Figure 1 Location of coastal cities and their administrative divisions, ports, and deltas.

2.3 Data sources and processing

To analyze the risk characteristics of marine disasters in China, official government statistical data were collected from the sources listed below.

● Marine Disaster Bulletin (MDB)

● Bulletin of Marine Ecological Environment Status in China (BMEES)

● Marine Environment Quality Bulletin (MEQB)

● Statistical Bulletin of China’s Marine Economy (SBCME)

● China Urban Statistical Yearbook (CUSY)

● China Statistical Yearbook (CSY)

We focused on hazard, exposure, and vulnerability and used data from a series of records that were issued to the public annually to provide the official statistical information (Table 1).

(1) Hazard: The hazard associated with disasters is usually expressed in terms of the disaster’s intensity, occurrence frequency, and duration (Zhang, 2004). MDBs do not contain much detail on the intensity and duration of storm surges, rough seas, harmful algal blooms (red tides and U. Prolifera green tides), and oil spills, but do contain a detail about their frequencies.

(2) Exposure: Exposure changes over time and from place to place and is different for different disasters. Despite this, all disasters will eventually affect human society. In this paper, exposure is represented by the marine-related gross domestic product, marine-related value added by industry, GDP of coastal cities, and resident population of coastal cities.

(3) Vulnerability: The vulnerability of the environment reflects the susceptibility of society to marine disasters. Therefore, economic and infrastructure losses caused by various disasters were used to measure vulnerability.

(4) Resilience: The ability to prevent disasters reflects the ability of emergency departments and the masses to prepare for disasters beforehand and respond during disasters. Not all marine disaster prevention and mitigation capabilities are clearly documented, so this study obtained relevant data from published studies.

TABLE 1

Table 1 Data sources.

To eliminate the differences in economic statistical data caused by inflation and facilitate the comparison of economic data in different years, since 2000, the consumer price index (CPI) is used to convert the economic data to the recalculated values as follows:

$\begin{array}{ll}GD{P}_{i-2021}=GD{P}_i\ast \frac{CP{I}_{2021}}{CP{I}_i}& (2)\end{array}$

where GDP_i−2021 represents the recalculated GDP values for year i based on 2021, GDP_i represents the published GDP value of year i by CSY, CPI₂₀₂₁ represents the CPI index based on 2021, and CPI_i represents the published CPI value of year i by CSY.

3 Risk characteristic analysis

3.1 Hazard

MDBs lack frequency data for rough seas for 2000 and 2001, so its statistics begin in 2002. It can be seen from Figure 2A that since the beginning of the 21st century, the frequency of storm surges and rough seas has been relatively stable.

FIGURE 2

Figure 2 (A) Frequency of storm surges and rough seas (B) Frequency and accumulative area of red tides (C) The maximum distribution area and maximum coverage area of U. Prolifera (D) Frequency and leakage amounts of oil spills.

▶ **Entries provided**
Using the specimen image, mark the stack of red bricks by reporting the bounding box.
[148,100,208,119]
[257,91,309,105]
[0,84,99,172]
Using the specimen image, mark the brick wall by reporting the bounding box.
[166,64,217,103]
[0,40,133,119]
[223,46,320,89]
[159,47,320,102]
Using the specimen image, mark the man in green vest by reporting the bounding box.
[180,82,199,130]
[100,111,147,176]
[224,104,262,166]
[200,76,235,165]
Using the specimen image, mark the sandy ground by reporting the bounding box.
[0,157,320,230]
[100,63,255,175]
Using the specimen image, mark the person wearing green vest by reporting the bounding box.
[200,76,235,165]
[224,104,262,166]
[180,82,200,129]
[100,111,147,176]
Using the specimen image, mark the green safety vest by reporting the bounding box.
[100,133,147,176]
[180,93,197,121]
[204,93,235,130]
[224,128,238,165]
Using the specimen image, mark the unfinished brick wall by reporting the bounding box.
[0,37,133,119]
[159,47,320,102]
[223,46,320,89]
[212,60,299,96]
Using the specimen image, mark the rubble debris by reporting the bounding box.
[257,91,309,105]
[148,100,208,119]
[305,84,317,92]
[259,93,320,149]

▶ **Your goal**
Can you continue the passage on marine disaster risk in China from the point where it stops? These lines were drawn from a separate source and aren't related to the text.

▶ **Exercise result**
The data show that 1,425 red tides occurred in China’s coastal areas from 2000 to 2021. The frequency and cumulative area of red tides shows an initial increase followed by a decrease (Figure 2B). The frequency of red tides peaked at 119 in 2003 and the cumulative area peaked at 27,070 km² in 2005. Except for 2021, the frequency and cumulative area showed a downward trend.

Compared with other disasters, U. Prolifera occurred relatively late. It first occurred in 2007 and has re-occurred frequently in the Yellow Sea waters of China since then. Over the years, its maximum coverage area has been relatively stable (annual average of 679 km²), but the maximum distribution area fluctuates substantially compared with annual average of 3724 km² (Figure 2C).

The data on oil spills are missing statistics for 2000 and 2001. Based on available records, the number of oil spills and the amount of oil spilled both show an overall downward trend (Figure 2D). Oil spills peaked at 3,817 tons in 2004 and the number of oil spills peaked at 136 in 2008.

3.2 Exposure

Figure 3 shows that, since 2000, the resident population and GDP of China’s coastal cities have shown a trend of continuous growth. The resident population has increased from 0.23 billion in 2000 to more than 0.3 billion in 2020, and the GDP increased from 5434 billion Chinese yuan (CNY) in 2000 to 36101 billion CNY in 2021. Of particular concern is the economic data related to the marine industry. Marine-related gross domestic product has grown from 661 billion CNY in 2000 to 9,039 billion CNY in 2021, and the marine-related value added of industry has grown from 367 billion CNY in 2000 to 5949 billion CNY in 2021.

FIGURE 3

Figure 3 Marine-related gross domestic product, marine-related value added of industry, GDP of coastal cities, resident population of coastal cities.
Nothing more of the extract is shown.